## INSTRUCTIONS
a. According to the Flume sink extract, which file formats does the HDFS sink support?
b. Using the Flume sink extract, explain why the HDFS sink needs Hadoop to be installed.

** START DOCUMENT EXTRACT **

Let us now explore different types of sink in detail.
Types of Flume sink
1. HDFS sink
The HDFS sink writes flume events into the HDFS. The file formats supported by the HDFS sink are text files and sequence files. It provides support for compression in both file types.
Based on the elapsed time or number of events or size of data, files can be rolled which means closing the current file and creating a new one. We can also use Hive concepts like bucketing, partitioning data by attributes in it.
The HDFS directory path may sometimes contain formatting escape sequences. These escape sequences will be replaced by this sink for generating a directory or file name that stores the events.
For using the HDFS sink we require Hadoop to be installed. Flume uses Hadoop jars for communicating with the HDFS cluster.
Note: The Hadoop version must support the sync() call.

** END DOCUMENT EXTRACT **
** START LISTED ENTRIES **

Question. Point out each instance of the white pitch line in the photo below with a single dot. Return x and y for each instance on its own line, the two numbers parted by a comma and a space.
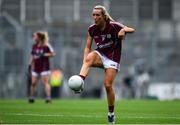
90, 116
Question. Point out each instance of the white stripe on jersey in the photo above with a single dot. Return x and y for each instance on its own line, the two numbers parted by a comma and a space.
50, 47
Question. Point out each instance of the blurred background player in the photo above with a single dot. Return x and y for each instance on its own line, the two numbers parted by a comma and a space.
40, 65
108, 36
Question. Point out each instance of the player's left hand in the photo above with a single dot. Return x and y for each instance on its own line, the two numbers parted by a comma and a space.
121, 33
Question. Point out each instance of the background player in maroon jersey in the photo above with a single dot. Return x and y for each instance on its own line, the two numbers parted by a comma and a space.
39, 63
108, 36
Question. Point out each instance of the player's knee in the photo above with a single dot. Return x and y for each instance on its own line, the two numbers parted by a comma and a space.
108, 87
33, 84
88, 61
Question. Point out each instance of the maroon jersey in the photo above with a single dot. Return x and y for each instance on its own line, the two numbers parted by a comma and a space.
107, 41
41, 63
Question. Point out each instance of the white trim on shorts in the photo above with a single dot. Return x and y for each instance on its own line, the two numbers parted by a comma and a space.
33, 73
107, 63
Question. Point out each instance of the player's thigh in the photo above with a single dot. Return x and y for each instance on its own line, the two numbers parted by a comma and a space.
34, 79
110, 75
95, 58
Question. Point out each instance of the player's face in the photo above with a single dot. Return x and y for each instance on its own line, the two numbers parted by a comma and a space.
35, 37
98, 16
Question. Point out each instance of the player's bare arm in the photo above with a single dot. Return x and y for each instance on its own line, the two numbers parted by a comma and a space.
51, 54
123, 31
87, 49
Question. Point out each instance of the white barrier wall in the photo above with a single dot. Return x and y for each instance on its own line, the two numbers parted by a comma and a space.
164, 91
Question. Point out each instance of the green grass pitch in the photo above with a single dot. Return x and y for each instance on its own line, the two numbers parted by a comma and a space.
89, 111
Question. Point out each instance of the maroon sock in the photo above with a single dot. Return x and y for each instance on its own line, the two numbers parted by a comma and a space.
83, 77
111, 108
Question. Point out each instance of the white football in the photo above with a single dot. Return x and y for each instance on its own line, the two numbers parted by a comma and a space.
75, 82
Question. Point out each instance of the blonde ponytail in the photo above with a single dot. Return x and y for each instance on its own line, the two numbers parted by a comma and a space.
104, 12
43, 36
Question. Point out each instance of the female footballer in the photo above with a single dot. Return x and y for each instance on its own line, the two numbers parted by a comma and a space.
40, 65
108, 36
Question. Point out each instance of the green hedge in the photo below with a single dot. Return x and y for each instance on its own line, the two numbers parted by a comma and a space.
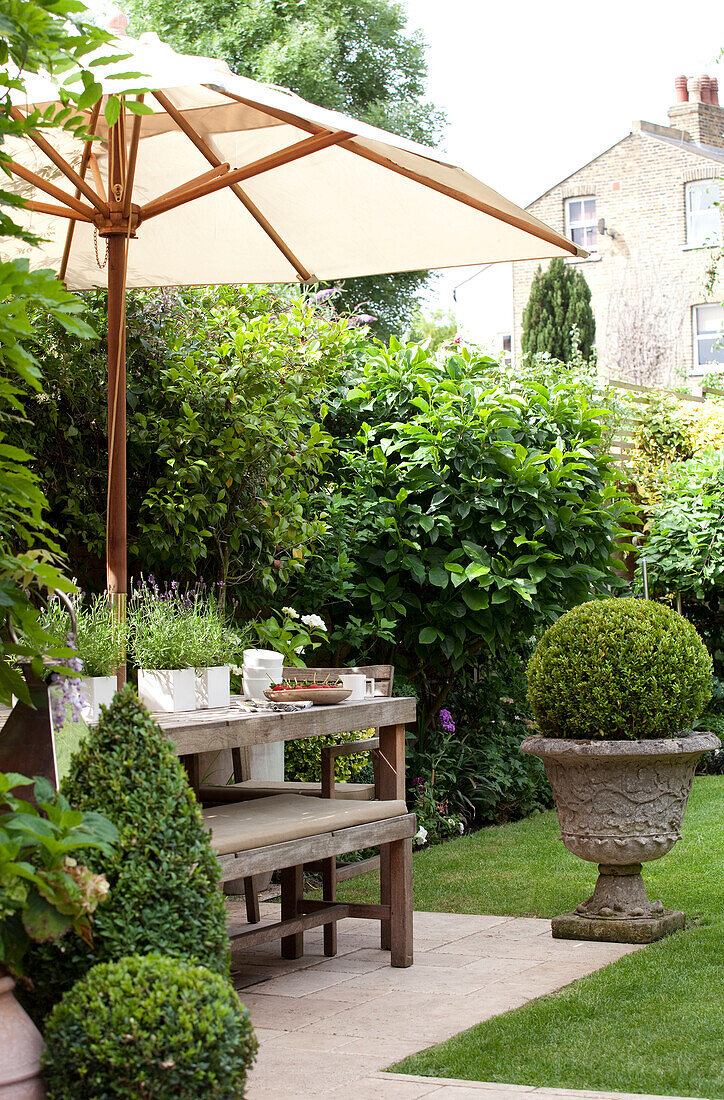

** END LISTED ENTRIES **

## SOLUTIONS BELOW
a. Text files and sequence files.

b. Flume uses Hadoop jars to communicate with the HDFS cluster.